● **Aim of the exercise**:
Pull out every line of the data below that contains the string "woman".

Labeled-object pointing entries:
>>>

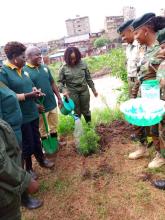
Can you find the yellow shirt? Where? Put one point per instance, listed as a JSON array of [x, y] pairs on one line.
[[12, 66]]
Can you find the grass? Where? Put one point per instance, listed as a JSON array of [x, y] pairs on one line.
[[106, 116], [143, 194], [61, 185], [44, 186], [65, 125]]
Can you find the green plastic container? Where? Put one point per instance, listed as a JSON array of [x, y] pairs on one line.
[[68, 106], [143, 112], [150, 89], [50, 145]]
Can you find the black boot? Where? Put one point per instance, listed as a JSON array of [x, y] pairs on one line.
[[46, 163], [28, 164], [87, 118], [160, 184], [29, 202]]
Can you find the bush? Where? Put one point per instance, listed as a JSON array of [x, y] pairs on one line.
[[124, 95], [89, 141], [101, 42], [106, 116], [65, 125], [54, 68]]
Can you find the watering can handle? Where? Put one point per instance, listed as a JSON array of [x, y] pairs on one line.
[[41, 101]]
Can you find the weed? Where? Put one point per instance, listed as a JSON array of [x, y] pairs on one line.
[[142, 193], [44, 186], [89, 140], [60, 185], [65, 125], [106, 116]]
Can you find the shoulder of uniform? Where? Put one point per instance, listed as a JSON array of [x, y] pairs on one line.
[[83, 63]]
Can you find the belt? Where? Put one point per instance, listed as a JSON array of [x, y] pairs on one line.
[[132, 79]]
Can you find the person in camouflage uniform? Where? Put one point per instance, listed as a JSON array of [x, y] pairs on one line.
[[74, 79], [132, 52], [145, 29], [161, 77]]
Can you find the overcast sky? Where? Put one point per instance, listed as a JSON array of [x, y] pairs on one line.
[[43, 20]]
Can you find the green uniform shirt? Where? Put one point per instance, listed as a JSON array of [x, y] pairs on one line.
[[149, 63], [10, 110], [75, 78], [20, 84], [13, 179], [42, 79]]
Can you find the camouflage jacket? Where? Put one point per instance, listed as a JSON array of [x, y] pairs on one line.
[[147, 67], [75, 78], [132, 54], [161, 75]]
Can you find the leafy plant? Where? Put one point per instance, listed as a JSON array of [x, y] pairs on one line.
[[65, 125], [124, 95], [101, 42], [89, 140]]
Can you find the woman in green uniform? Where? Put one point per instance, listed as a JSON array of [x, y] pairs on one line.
[[145, 29], [17, 80], [74, 81], [11, 113]]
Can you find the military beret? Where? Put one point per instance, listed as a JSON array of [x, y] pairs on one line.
[[124, 26], [161, 36], [144, 19]]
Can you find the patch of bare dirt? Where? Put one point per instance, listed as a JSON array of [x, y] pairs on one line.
[[105, 186]]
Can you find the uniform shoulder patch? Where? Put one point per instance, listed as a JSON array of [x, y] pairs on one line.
[[46, 69], [26, 74]]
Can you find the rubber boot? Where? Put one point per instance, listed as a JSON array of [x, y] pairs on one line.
[[28, 165], [29, 202], [87, 118]]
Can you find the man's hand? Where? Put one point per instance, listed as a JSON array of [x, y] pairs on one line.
[[66, 94], [40, 108], [60, 103], [95, 94], [33, 186], [34, 94], [162, 83]]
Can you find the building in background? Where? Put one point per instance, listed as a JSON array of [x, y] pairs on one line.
[[129, 12], [162, 12], [78, 26], [111, 24]]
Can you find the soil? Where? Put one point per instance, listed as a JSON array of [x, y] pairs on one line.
[[103, 72], [104, 186]]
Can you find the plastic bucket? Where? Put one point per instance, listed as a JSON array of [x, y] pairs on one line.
[[50, 145], [150, 89], [143, 112], [68, 106]]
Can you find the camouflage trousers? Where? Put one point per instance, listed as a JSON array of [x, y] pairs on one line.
[[162, 133], [82, 102], [131, 83]]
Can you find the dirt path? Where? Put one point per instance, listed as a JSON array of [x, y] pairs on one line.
[[106, 186]]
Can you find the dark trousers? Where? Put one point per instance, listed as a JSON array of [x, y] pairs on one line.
[[31, 143]]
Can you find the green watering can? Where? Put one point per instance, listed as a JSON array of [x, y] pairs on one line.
[[68, 106], [50, 144]]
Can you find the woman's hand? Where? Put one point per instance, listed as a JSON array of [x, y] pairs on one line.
[[95, 94], [41, 108], [60, 103], [66, 94], [162, 83]]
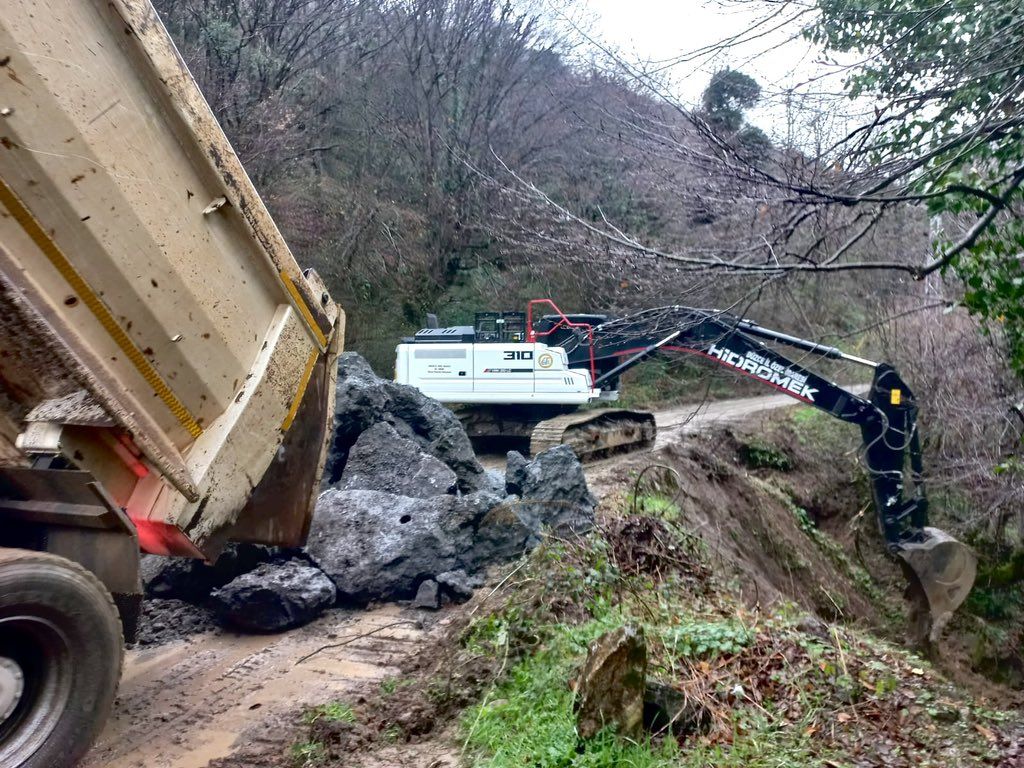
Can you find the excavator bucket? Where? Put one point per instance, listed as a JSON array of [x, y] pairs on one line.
[[944, 569]]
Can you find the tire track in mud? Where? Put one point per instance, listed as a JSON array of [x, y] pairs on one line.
[[190, 701]]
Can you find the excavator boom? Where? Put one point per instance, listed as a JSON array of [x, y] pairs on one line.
[[560, 358]]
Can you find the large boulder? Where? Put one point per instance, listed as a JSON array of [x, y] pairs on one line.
[[363, 399], [376, 545], [553, 489], [192, 580], [273, 597], [382, 460], [609, 690]]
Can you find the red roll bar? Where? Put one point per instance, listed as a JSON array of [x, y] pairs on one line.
[[563, 322]]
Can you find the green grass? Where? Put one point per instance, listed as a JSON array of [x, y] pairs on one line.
[[332, 712]]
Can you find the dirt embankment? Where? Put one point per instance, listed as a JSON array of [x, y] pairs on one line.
[[776, 510]]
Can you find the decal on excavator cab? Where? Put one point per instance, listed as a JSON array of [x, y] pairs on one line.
[[766, 370]]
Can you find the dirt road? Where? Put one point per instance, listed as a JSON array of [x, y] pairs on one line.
[[189, 701]]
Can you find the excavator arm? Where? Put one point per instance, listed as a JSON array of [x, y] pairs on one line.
[[942, 567]]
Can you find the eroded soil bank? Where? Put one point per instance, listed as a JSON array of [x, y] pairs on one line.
[[761, 591]]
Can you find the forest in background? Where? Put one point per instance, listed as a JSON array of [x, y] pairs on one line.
[[455, 156]]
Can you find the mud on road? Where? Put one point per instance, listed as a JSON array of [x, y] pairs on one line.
[[190, 701], [187, 702]]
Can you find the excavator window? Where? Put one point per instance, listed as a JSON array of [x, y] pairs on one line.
[[501, 327]]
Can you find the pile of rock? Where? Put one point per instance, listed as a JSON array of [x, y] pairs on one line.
[[408, 513]]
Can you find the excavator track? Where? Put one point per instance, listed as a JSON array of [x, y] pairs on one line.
[[597, 433]]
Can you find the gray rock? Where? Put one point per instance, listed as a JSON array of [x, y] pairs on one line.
[[499, 530], [192, 581], [553, 491], [273, 597], [427, 596], [516, 471], [458, 585], [610, 687], [380, 546], [668, 710], [381, 460], [364, 399], [375, 545]]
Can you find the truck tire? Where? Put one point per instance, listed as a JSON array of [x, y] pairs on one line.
[[60, 655]]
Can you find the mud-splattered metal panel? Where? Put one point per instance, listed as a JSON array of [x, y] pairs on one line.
[[109, 145], [135, 241]]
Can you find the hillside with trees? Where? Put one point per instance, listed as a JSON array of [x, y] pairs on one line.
[[454, 156]]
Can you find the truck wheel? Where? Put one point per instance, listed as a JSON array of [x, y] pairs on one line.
[[60, 652]]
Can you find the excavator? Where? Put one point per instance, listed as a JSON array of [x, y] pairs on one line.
[[528, 374]]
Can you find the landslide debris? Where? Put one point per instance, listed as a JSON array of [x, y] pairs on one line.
[[408, 513], [364, 399], [756, 623], [273, 597]]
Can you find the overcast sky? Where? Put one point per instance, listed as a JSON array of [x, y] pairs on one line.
[[672, 34]]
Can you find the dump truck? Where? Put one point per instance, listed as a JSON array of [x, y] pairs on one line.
[[166, 368]]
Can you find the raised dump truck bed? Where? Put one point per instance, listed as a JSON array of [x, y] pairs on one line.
[[166, 369]]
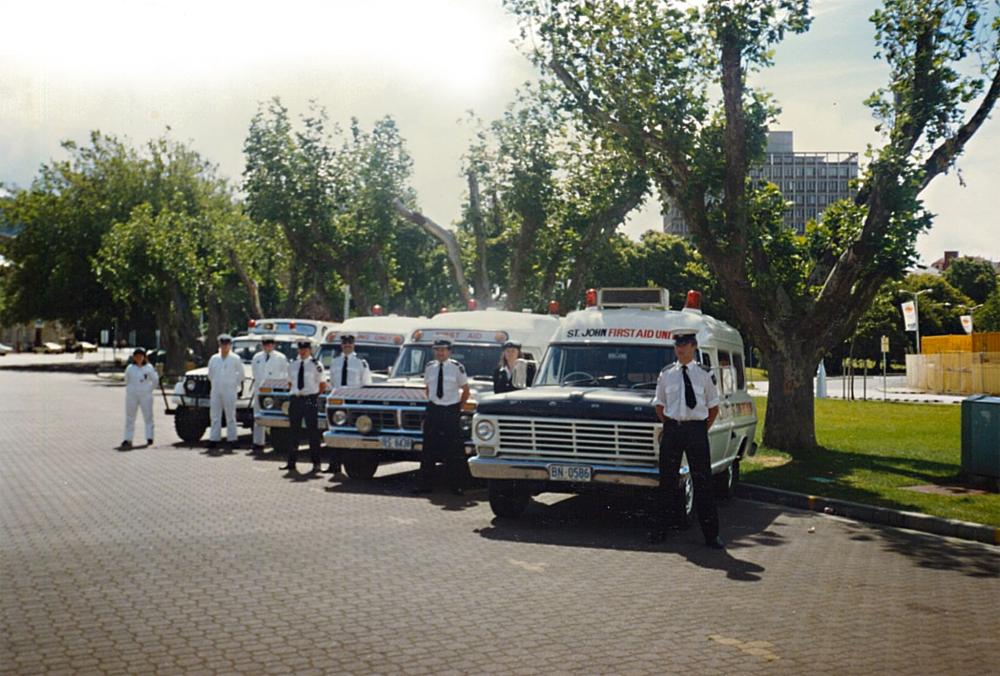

<<<

● **Final result**:
Can you find the woman in green uniform? Where? Put one point per instance, listed as a JSON array of [x, y] pairs on one line.
Can you find the woman's hand? Where? Put one point per instance, listed as a JSON array of [x, y] pairs on one line.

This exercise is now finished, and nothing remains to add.